GOAL OF THE EXERCISE — Copy the material word for word, from the line containing "Each instance of the sun" through the end of the material, including both of those lines.

RAW DATA —
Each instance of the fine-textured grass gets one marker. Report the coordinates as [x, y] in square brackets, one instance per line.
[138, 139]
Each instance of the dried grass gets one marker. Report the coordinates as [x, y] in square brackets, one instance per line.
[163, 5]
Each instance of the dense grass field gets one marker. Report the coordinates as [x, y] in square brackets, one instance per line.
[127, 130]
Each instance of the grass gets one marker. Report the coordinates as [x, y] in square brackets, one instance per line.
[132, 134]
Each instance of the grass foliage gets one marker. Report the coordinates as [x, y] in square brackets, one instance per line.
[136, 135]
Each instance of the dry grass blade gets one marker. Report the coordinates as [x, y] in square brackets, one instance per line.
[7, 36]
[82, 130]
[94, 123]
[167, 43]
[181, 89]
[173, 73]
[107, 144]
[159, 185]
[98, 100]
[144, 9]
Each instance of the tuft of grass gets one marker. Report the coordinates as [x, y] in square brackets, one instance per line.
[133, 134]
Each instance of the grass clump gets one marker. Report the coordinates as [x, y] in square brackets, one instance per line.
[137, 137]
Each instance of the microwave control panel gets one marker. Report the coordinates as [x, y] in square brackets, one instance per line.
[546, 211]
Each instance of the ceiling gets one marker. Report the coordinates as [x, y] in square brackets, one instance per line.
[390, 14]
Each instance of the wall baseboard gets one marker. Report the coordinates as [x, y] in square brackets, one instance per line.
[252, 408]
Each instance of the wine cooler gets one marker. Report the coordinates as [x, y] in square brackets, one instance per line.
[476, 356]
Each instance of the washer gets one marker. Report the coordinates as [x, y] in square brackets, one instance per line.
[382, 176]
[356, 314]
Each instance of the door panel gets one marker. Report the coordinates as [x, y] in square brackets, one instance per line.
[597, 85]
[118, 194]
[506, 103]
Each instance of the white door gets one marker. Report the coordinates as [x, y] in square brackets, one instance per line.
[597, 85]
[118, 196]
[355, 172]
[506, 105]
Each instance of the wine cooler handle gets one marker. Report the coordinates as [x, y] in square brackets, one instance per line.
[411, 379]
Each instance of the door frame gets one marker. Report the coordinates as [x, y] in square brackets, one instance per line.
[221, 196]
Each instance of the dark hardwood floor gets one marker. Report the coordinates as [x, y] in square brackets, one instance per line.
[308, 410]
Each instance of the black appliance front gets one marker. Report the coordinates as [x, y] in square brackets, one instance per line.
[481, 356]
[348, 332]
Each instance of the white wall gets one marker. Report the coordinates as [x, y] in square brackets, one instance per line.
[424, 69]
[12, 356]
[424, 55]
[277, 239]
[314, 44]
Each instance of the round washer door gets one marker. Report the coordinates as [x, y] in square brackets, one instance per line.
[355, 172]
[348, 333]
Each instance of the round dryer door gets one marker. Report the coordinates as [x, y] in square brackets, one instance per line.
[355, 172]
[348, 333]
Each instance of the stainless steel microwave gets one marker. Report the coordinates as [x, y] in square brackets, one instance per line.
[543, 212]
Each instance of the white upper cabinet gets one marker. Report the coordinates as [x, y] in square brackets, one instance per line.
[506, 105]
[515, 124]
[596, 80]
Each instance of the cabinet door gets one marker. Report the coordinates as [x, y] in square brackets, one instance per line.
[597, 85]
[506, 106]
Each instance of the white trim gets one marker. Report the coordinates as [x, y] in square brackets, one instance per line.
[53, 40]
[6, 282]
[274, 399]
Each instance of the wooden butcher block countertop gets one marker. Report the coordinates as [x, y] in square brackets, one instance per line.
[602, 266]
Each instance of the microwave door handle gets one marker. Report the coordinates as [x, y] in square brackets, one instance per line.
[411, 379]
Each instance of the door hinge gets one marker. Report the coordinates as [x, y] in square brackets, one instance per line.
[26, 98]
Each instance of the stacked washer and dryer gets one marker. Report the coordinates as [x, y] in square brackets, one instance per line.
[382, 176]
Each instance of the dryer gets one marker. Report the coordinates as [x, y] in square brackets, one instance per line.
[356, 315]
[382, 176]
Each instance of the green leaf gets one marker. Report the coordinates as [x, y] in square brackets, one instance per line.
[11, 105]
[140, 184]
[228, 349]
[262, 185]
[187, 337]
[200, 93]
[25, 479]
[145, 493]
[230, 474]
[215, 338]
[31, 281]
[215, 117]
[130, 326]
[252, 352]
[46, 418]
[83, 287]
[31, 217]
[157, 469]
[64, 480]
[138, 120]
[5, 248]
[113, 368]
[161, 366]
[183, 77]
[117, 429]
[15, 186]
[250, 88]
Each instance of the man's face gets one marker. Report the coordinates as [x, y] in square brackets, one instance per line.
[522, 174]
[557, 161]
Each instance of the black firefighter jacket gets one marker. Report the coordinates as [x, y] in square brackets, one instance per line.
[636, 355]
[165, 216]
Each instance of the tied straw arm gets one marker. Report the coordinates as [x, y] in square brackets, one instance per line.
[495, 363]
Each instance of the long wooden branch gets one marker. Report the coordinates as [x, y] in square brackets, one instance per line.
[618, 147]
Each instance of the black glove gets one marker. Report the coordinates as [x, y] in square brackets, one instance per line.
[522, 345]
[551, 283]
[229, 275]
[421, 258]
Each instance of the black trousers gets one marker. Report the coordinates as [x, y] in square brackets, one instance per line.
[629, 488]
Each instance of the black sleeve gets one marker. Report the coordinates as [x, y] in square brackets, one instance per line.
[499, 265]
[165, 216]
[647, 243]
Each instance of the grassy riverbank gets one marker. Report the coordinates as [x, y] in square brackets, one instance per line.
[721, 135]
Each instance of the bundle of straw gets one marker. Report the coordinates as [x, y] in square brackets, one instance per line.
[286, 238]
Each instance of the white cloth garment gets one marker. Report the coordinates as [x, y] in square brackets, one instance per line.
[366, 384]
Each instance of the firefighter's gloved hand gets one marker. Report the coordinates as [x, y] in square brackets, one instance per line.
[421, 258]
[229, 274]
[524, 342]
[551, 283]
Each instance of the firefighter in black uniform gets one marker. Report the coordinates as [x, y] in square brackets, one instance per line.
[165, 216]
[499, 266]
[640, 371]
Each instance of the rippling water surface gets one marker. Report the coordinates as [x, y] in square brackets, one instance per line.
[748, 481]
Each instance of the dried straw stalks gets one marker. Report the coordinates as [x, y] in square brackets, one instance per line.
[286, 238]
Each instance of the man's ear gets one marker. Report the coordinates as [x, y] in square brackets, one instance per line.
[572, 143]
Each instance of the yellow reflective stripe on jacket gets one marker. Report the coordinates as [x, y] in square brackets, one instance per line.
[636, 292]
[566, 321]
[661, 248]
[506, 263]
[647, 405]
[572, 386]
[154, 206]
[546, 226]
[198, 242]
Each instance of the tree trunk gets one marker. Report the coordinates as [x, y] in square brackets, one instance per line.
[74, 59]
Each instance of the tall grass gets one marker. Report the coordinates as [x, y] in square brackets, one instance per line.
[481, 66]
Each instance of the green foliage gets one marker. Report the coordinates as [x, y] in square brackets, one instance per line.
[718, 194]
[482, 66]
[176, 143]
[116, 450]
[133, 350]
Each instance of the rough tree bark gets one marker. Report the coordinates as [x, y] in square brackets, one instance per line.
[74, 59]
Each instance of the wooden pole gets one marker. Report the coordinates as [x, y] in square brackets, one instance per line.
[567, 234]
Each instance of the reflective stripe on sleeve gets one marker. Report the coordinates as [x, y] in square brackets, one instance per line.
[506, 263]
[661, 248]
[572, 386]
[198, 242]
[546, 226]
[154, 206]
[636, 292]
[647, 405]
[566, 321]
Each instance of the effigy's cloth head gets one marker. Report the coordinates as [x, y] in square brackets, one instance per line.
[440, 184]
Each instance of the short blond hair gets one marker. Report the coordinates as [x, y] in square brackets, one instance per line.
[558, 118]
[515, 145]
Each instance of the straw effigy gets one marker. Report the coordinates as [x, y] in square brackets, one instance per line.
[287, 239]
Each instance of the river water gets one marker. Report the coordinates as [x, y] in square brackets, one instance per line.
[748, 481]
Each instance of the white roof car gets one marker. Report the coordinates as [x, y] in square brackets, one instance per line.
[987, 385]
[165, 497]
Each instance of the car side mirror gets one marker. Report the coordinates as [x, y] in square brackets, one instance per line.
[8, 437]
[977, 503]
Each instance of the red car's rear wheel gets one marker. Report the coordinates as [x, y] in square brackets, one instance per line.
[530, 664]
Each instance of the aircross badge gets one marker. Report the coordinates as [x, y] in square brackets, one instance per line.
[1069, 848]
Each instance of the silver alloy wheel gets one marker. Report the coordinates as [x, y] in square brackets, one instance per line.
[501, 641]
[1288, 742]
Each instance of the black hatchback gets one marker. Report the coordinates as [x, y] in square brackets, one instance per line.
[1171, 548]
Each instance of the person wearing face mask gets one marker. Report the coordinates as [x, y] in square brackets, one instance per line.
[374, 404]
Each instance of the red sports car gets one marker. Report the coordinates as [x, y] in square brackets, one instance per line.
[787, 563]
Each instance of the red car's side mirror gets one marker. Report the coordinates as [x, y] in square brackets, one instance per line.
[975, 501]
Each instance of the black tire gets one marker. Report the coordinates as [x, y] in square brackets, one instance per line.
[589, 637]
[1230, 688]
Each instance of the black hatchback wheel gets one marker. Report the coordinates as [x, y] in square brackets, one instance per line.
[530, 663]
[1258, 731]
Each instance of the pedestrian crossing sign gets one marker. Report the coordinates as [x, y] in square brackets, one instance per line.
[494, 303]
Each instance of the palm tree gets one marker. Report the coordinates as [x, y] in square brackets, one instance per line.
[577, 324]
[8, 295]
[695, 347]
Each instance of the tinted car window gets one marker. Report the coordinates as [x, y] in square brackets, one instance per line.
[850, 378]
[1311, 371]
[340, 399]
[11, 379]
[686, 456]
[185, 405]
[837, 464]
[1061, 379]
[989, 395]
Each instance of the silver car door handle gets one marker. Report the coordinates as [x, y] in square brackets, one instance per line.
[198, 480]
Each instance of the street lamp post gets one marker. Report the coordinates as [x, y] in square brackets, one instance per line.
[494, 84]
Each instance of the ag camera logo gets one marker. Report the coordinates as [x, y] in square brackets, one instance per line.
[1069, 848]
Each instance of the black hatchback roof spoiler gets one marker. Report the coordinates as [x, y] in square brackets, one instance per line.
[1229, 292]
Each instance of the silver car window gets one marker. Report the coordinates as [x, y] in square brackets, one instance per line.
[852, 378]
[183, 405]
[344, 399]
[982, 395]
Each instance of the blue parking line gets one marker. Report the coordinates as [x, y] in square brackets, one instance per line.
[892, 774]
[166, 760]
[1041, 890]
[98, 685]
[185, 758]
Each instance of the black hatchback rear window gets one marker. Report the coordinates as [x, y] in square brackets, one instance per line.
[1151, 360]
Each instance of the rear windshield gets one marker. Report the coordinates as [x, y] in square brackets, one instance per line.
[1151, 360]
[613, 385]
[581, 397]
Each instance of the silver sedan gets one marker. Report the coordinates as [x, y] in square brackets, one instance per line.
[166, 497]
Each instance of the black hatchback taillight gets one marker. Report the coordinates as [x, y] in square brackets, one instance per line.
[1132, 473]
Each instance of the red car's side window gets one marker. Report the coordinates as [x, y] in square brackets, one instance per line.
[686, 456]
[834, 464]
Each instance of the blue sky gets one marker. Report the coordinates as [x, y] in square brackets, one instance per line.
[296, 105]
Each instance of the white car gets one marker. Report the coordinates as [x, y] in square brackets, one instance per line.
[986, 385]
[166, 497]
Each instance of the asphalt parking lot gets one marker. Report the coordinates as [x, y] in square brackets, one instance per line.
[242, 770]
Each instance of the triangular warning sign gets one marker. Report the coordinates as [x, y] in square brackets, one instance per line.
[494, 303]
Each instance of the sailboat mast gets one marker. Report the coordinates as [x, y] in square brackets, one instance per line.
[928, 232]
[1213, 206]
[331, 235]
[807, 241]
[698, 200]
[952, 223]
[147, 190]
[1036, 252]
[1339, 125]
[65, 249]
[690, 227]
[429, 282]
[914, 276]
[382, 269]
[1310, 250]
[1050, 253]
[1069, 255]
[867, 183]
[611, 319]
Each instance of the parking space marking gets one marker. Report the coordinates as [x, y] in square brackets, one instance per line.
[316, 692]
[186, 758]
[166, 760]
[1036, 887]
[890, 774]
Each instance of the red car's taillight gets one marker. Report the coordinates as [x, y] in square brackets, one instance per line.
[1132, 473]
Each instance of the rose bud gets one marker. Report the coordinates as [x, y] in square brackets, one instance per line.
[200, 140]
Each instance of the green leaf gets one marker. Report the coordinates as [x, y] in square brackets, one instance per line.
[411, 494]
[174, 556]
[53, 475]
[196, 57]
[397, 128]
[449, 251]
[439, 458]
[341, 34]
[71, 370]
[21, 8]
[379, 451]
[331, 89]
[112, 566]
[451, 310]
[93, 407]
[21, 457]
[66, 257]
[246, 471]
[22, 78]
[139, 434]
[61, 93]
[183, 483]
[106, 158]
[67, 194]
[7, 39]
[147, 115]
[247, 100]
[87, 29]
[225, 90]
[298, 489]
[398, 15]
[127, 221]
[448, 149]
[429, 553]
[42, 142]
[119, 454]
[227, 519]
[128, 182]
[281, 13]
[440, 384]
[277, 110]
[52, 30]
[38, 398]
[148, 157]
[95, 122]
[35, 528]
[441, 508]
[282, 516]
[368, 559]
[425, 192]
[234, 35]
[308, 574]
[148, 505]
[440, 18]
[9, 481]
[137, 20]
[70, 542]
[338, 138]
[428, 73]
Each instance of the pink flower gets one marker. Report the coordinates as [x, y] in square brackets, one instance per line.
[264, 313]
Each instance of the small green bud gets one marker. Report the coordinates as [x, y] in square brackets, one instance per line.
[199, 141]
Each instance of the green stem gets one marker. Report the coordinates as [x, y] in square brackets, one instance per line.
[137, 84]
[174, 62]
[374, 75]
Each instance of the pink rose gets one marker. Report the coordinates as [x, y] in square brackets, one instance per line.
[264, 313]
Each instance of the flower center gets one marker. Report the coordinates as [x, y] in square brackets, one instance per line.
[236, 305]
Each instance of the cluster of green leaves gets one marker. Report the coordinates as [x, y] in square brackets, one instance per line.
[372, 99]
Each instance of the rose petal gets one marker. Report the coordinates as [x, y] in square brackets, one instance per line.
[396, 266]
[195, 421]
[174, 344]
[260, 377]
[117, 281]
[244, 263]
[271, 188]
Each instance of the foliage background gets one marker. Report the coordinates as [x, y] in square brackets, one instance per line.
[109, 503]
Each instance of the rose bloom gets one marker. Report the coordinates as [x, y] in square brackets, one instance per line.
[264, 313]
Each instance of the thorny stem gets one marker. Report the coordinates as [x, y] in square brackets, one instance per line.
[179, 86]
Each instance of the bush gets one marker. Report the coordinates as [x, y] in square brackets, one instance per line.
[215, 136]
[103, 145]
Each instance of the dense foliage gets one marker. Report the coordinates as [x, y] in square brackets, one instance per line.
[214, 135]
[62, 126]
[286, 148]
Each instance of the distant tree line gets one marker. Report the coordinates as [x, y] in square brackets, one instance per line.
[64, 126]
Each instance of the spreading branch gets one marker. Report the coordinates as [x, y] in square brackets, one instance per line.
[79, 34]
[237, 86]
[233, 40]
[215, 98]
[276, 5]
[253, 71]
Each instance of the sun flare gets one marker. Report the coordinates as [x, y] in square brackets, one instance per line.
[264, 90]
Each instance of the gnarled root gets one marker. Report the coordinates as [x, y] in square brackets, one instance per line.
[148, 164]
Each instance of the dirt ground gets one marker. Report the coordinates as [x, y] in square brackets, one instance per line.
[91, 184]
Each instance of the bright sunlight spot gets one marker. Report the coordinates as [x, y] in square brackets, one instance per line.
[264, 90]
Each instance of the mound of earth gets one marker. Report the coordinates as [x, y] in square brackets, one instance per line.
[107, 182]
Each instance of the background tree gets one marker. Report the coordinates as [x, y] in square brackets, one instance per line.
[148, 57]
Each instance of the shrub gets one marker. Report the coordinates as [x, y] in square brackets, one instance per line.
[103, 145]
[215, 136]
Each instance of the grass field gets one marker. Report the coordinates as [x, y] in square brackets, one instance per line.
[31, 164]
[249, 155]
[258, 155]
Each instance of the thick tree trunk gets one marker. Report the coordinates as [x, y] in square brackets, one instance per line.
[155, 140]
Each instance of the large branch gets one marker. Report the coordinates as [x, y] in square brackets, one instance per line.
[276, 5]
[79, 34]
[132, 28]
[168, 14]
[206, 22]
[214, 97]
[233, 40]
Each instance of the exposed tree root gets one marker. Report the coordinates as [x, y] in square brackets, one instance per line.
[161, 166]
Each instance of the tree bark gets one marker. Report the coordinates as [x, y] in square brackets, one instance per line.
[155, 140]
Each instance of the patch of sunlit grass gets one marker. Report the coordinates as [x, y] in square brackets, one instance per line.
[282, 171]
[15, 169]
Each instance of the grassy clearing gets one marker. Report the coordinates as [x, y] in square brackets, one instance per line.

OUTPUT OF THE TASK —
Each instance of the sun flare gets one marker. Report the coordinates as [x, y] in square brackets, one instance per line.
[264, 90]
Each instance of the gnarled root gets one marker. Report the coordinates as [x, y] in square brackets, one instance per line.
[148, 164]
Each instance of the dirt ground gets one marker. Report the coordinates as [x, y] in square brackets, one instance per line.
[91, 184]
Each instance of the bright sunlight spot gets one marker. Report the coordinates as [x, y] in square brackets, one instance per line.
[264, 90]
Each instance of the mound of earth gets one marker. Report the coordinates as [x, y] in square brackets, one instance per line.
[107, 182]
Each instance of the background tree gets one marker. Report the coordinates as [x, y] in square brackets, one instance per line.
[148, 57]
Each instance of the shrub gets one marker. Report the coordinates as [x, y] in square brackets, one instance per line.
[103, 145]
[215, 136]
Each instance of the grass field gets one marker. Report the coordinates as [x, y] in square brackets, one instance per line.
[31, 164]
[249, 155]
[258, 155]
Each instance of the thick tree trunk gets one marker. Report the coordinates as [x, y] in square brackets, one instance per line.
[155, 140]
Each instance of the large branch gets one marker. Report the coordinates as [x, y] in square brackets, one instance per line.
[276, 5]
[79, 34]
[132, 28]
[168, 14]
[206, 22]
[214, 97]
[233, 40]
Each instance of the exposed tree root gets one marker. Report the coordinates as [x, y] in square brackets, one instance per line.
[161, 166]
Each instance of the tree bark gets one marker. Report the coordinates as [x, y] in square brackets, one instance per line.
[155, 140]
Each instance of the patch of sunlit grass gets one marker. Report the coordinates as [x, y] in square brackets, one instance per line.
[282, 171]
[15, 169]
Each instance of the grassy clearing gets one marker. Report the coordinates as [x, y] in square brackets, one instance per line.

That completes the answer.